Within the listing below, show every line that contains the word "rear".

______________________________

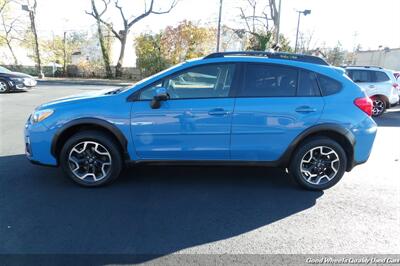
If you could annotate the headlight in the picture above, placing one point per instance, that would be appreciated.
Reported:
(20, 80)
(41, 115)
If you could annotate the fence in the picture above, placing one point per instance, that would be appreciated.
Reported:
(75, 71)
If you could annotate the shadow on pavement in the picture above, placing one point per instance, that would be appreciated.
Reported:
(389, 119)
(151, 211)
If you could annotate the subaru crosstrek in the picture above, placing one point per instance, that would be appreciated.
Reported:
(239, 108)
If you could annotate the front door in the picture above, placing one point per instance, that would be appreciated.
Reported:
(194, 123)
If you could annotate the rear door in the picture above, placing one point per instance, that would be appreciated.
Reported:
(274, 104)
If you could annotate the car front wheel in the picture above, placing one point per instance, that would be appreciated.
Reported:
(91, 158)
(318, 164)
(3, 86)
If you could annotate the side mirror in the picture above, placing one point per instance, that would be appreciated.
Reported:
(160, 95)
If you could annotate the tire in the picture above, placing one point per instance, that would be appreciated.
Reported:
(4, 86)
(331, 157)
(379, 106)
(91, 158)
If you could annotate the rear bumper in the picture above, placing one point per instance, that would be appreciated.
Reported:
(364, 134)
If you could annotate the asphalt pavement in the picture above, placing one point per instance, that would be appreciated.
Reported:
(158, 211)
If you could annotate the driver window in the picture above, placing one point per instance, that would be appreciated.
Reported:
(149, 93)
(207, 81)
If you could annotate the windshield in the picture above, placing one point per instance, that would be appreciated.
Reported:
(4, 70)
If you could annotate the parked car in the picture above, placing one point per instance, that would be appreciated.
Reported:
(380, 84)
(237, 108)
(14, 81)
(397, 84)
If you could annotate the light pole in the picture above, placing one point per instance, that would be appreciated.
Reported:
(305, 13)
(219, 25)
(32, 14)
(279, 22)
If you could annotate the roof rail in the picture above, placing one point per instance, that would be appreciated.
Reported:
(274, 55)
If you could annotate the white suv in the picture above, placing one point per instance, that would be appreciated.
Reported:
(380, 85)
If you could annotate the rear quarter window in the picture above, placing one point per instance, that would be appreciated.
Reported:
(328, 85)
(381, 76)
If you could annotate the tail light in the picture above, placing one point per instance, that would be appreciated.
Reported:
(365, 104)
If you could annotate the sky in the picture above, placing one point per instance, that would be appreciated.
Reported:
(370, 23)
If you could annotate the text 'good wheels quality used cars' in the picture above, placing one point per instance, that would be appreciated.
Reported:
(272, 109)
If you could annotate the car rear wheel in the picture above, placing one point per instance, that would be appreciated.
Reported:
(318, 164)
(3, 86)
(379, 106)
(91, 158)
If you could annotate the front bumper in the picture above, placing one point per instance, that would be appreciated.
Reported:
(37, 139)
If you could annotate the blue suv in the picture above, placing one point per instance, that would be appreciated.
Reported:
(239, 108)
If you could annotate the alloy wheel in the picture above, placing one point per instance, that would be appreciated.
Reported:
(319, 165)
(378, 107)
(90, 161)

______________________________

▶ [ANSWER]
If you could annotate the rear door in the picture above, placing one point per instance, that would be appreciated.
If you could annotate the rear bumper in the picture above, placing one point per instance, that would be appreciated.
If you could annotate the rear quarter window in the picture above, placing one point per instance, that would be appreciated.
If you could annotate the car rear wheel in the picture above, placing one point per instance, that would be appreciated.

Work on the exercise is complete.